Format every line of the material below as a numbered list, omitting any blank lines.

(Data items)

[START]

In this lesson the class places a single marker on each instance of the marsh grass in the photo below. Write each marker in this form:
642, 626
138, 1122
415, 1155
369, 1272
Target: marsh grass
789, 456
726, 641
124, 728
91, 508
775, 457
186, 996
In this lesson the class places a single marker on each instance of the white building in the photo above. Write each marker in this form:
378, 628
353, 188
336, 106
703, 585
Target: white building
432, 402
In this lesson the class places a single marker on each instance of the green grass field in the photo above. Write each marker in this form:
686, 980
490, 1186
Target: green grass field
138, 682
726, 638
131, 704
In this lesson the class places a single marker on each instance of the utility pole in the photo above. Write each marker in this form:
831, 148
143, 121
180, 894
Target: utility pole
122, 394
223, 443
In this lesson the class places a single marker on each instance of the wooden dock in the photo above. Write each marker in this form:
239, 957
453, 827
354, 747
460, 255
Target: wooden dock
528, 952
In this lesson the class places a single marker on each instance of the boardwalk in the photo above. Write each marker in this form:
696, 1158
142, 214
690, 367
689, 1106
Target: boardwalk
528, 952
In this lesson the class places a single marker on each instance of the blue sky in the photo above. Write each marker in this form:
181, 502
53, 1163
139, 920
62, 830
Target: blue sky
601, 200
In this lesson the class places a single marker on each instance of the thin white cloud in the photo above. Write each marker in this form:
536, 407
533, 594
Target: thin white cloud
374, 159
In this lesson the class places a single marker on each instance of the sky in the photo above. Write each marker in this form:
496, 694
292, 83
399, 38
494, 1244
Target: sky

[END]

* [Exercise answer]
1. In this lesson the class places a single marker on each instance of the marsh grass in the photo below. Write each marker in this form:
2. 642, 626
3. 138, 1122
4. 415, 1155
5. 369, 1272
6. Target: marsh grass
7. 789, 456
8. 726, 641
9. 124, 728
10. 91, 508
11. 775, 457
12. 186, 996
13. In this lesson the class places a single marker on each instance of the white building in the photo above. Write each marker in this form:
14. 378, 628
15. 353, 188
16. 336, 106
17. 703, 585
18. Target: white building
19. 432, 402
20. In this lesson the class places a single marker on each instance of the green grass field in the photo above. Write each marker in this form:
21. 686, 980
22. 490, 1186
23. Target: green grass field
24. 138, 682
25. 726, 638
26. 131, 704
27. In this lesson the class places a single marker on each instance of the utility pole in the photo above. Write each marker in this form:
28. 831, 148
29. 143, 121
30. 180, 894
31. Target: utility pole
32. 122, 394
33. 223, 443
34. In this lesson the class places a single marker on each instance of the wooden dock in the photo above. Write each marker in this form:
35. 239, 957
36. 453, 827
37. 354, 747
38. 460, 255
39. Target: wooden dock
40. 528, 952
41. In this lesson the class places a single marker on each instance of the boardwalk in the photo above. Write each marker in this form:
42. 696, 1158
43. 142, 214
44. 690, 367
45. 689, 1106
46. Target: boardwalk
47. 528, 952
48. In this lesson the class places a single marker on each instance of the blue sky in the photo above. Write each marker in this form:
49. 181, 502
50. 53, 1163
51. 139, 920
52. 62, 830
53. Target: blue sky
54. 601, 200
55. In this lesson the class places a single marker on each instance of the thin white cloud in the photo above. Write each marker in this form:
56. 536, 407
57. 533, 594
58. Target: thin white cloud
59. 374, 159
60. In this lesson the class places a single marker on each instance of the sky in the photo above. Write each marker in this form:
61. 496, 694
62. 292, 83
63. 399, 38
64. 494, 1244
65. Target: sky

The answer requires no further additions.